**REQUIRED ACTION:** Return the following data exactly, with all pictures left out.

**GIVEN RECORDS:**
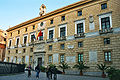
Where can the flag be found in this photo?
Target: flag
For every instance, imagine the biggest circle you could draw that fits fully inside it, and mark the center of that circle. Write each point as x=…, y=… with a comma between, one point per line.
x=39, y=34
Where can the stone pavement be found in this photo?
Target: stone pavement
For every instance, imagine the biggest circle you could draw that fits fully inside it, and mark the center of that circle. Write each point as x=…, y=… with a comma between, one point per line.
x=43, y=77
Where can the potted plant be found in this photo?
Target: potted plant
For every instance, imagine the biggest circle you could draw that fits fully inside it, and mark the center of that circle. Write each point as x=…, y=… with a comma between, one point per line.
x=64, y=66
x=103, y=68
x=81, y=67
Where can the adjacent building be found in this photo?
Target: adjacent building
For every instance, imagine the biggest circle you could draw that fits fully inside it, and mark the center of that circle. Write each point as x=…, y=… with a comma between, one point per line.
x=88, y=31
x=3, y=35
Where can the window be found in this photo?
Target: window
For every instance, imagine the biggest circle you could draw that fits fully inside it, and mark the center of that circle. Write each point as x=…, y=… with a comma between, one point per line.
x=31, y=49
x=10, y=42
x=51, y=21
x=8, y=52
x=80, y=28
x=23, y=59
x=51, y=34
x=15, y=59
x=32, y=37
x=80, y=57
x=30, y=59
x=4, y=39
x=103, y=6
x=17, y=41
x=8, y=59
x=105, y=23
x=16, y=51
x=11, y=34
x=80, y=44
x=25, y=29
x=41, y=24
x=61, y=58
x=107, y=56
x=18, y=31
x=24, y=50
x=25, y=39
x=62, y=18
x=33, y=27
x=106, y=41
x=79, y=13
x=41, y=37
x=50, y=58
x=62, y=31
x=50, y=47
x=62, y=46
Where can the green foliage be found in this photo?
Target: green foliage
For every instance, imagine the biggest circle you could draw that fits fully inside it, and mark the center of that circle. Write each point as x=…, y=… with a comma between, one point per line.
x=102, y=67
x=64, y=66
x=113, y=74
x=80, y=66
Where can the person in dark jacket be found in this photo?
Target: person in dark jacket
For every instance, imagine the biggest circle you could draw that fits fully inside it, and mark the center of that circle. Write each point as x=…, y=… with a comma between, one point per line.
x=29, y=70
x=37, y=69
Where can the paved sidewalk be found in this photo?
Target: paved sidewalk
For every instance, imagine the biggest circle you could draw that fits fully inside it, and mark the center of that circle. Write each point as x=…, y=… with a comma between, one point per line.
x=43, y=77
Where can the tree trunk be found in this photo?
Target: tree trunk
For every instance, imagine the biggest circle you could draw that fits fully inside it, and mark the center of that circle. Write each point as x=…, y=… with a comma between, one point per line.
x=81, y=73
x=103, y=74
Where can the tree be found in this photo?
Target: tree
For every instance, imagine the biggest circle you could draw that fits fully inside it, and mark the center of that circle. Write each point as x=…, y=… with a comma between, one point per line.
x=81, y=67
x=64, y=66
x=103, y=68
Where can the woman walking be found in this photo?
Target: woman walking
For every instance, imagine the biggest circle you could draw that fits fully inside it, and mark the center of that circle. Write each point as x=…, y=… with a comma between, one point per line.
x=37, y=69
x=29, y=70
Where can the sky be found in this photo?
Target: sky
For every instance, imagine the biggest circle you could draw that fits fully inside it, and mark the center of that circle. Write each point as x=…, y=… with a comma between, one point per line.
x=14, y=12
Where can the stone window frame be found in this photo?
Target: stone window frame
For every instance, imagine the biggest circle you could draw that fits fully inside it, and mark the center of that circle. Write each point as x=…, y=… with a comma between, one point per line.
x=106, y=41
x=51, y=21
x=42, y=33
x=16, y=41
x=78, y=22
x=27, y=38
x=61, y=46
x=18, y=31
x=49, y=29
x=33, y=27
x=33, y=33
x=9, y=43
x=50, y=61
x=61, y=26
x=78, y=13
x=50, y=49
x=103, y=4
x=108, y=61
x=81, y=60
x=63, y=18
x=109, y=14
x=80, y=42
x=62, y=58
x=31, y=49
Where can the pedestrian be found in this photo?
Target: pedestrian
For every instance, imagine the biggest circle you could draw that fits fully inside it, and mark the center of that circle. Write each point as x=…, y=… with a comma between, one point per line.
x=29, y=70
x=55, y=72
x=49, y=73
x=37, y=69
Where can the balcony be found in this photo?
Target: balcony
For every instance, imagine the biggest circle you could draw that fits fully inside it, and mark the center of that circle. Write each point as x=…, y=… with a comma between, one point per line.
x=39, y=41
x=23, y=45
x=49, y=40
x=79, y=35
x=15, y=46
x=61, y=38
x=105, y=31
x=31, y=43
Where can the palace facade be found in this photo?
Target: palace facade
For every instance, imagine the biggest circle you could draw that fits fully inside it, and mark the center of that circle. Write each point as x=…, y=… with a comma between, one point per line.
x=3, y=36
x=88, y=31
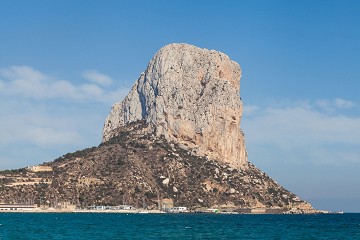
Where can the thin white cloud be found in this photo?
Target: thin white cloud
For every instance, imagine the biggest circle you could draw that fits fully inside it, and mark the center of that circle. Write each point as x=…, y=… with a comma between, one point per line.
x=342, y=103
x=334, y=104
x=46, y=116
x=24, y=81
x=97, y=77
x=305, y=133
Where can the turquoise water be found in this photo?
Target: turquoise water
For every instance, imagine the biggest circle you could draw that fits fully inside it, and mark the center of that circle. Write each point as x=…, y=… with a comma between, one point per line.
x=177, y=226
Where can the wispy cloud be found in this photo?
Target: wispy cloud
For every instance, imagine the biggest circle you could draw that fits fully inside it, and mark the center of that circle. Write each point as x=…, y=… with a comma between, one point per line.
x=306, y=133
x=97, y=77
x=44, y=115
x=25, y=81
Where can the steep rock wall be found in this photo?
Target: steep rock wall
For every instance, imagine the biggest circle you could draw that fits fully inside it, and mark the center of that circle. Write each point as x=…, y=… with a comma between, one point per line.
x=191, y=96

**OUTPUT FOR THIS TASK:**
Where can the flag be found in this photo?
Target: flag
For every instance, imagine the biggest circle you could draw that fits fully inside it, and mark the center of that circle. Write each point as x=…, y=… with a comma between, one point per line.
x=39, y=34
Where can the stone pavement be found in this photo?
Target: stone pavement
For every instance, imagine the biggest circle you could draw that fits fully inside it, and mark the center of that circle. Write each point as x=…, y=… with a comma between, one point per line.
x=43, y=77
Where can the potted plant be found in this photo?
Target: potted plant
For every instance, imagine the biggest circle you could draw that fits fully inside it, and mark the center of that circle. Write each point as x=…, y=… with a comma between, one point per line.
x=64, y=66
x=103, y=68
x=81, y=67
Where can the adjacent building be found in this photo?
Target: adjacent building
For every instance, imagine the biggest circle you could draw that fits fully inside it, and mark the center of that circle. Write each point as x=…, y=… with a comma between, one point per line.
x=88, y=31
x=3, y=35
Where can the window be found in this photo?
Target: window
For every instance, imagine the biggest circle you could draw that fits fully inside it, and mark the center of that circle. Write each point as x=…, y=… with a comma between, one point per line.
x=31, y=49
x=10, y=42
x=51, y=21
x=8, y=52
x=80, y=28
x=23, y=59
x=51, y=34
x=15, y=59
x=32, y=37
x=80, y=57
x=30, y=59
x=4, y=39
x=103, y=6
x=17, y=41
x=8, y=59
x=105, y=23
x=16, y=51
x=11, y=34
x=80, y=44
x=25, y=29
x=41, y=24
x=61, y=58
x=107, y=56
x=18, y=31
x=24, y=50
x=25, y=39
x=62, y=18
x=33, y=27
x=106, y=41
x=79, y=13
x=41, y=37
x=50, y=58
x=62, y=31
x=50, y=47
x=62, y=46
Where can the green foliage be found in this photo?
Target: green foliage
For every instance, imagine the biggest circle you could draw that fits fully inside it, and mark the center of that circle. Write each point as x=…, y=… with a comma between, one point per line.
x=102, y=67
x=64, y=66
x=113, y=74
x=80, y=66
Where can the person in dark jacket be found in this photo?
Target: person in dark jacket
For every instance, imagine the biggest circle you could draw that fits fully inside it, and mark the center of that circle. Write each point as x=…, y=… with a comma between, one point per line.
x=29, y=70
x=37, y=69
Where can the paved sidewalk be found in this photo?
Target: paved sidewalk
For every instance, imagine the biggest circle you could draw that fits fully inside it, and mark the center of that circle. Write each point as x=…, y=… with a comma between, one point per line.
x=43, y=77
Where can the tree trunk be found in this photo?
Target: tree trunk
For every instance, imagine the biggest circle you could draw that fits fully inside it, and mark the center of that circle. Write each point as x=…, y=… with a comma between, one point per line.
x=81, y=73
x=103, y=74
Where can the tree be found in this photo?
Target: tree
For every instance, imagine the biggest circle you could draw that fits fully inside it, and mark the center of that circle. Write each point as x=…, y=… with a comma between, one point per line.
x=81, y=67
x=64, y=66
x=103, y=68
Where can the woman walking be found in this photo?
Target: woman walking
For every instance, imagine the biggest circle you could draw that fits fully inside it, and mark the center of that circle. Write each point as x=…, y=… with a comma between, one point per line.
x=37, y=69
x=29, y=70
Where can the sky be found in this photo?
Target: sky
For every instance, imagine the biggest circle you could draw that fits fully inside it, and mark the center of that circle. Write each point as x=…, y=… with a comma between, one point per line.
x=14, y=12
Where can the stone window frame be found in this photo?
Target: stone window frame
For every instance, imagine the biggest circle you could draw that fits fully inside it, and mark the center of that circle. Write each point as x=…, y=… with a comma between, one point per line.
x=106, y=41
x=51, y=21
x=42, y=33
x=16, y=41
x=78, y=22
x=27, y=38
x=61, y=46
x=18, y=31
x=49, y=29
x=33, y=27
x=33, y=33
x=9, y=43
x=50, y=61
x=61, y=26
x=78, y=13
x=50, y=49
x=103, y=4
x=108, y=61
x=81, y=60
x=63, y=18
x=109, y=14
x=80, y=42
x=62, y=58
x=31, y=49
Where can the pedestrian be found in this photo?
Target: pedestrian
For every instance, imagine the biggest circle you could draw that fits fully inside it, and mark the center of that circle. Write each point as x=…, y=… with a comma between, one point per line.
x=29, y=70
x=55, y=72
x=49, y=73
x=37, y=69
Where can the balcony be found in this photo?
Target: balcony
For every instance, imagine the biggest circle you could draw that fits fully inside it, and mark the center of that circle. Write each point as x=…, y=… with a comma between, one point per line.
x=39, y=41
x=23, y=45
x=49, y=40
x=79, y=35
x=15, y=46
x=61, y=38
x=105, y=31
x=31, y=43
Where can the palace facade be found in this photo?
Target: palace facade
For every instance, imagine the biggest circle you could draw that fits fully inside it, and mark the center of that circle. Write each point as x=…, y=… with a comma between, one point per line.
x=3, y=36
x=88, y=31
Where can the thin white cloud be found in this photo?
Target: thin white cloud
For every instance, imagine the biggest circle you could draw that fits fully inside it, and mark the center of that circle. Write each point as x=…, y=… with a comma between, one point per line.
x=342, y=103
x=334, y=104
x=46, y=116
x=24, y=81
x=97, y=77
x=305, y=133
Where can the turquoise water be found in this photo?
Target: turquoise water
For every instance, imagine the biggest circle you could draw that fits fully inside it, and mark the center of that circle. Write each point as x=…, y=… with a comma between, one point per line.
x=177, y=226
Where can the wispy cloud be found in this photo?
Target: wispy cloud
For every instance, imagine the biggest circle you could draw that fits fully inside it, and mark the center of that circle. Write each point as x=…, y=… with a comma between, one point per line.
x=306, y=133
x=97, y=77
x=44, y=115
x=25, y=81
Where can the steep rock wall be found in this photo?
Target: steep rock wall
For every instance, imagine the biggest circle you could draw that fits fully inside it, and mark the center of that circle. Write each point as x=…, y=… with a comma between, one point per line.
x=191, y=96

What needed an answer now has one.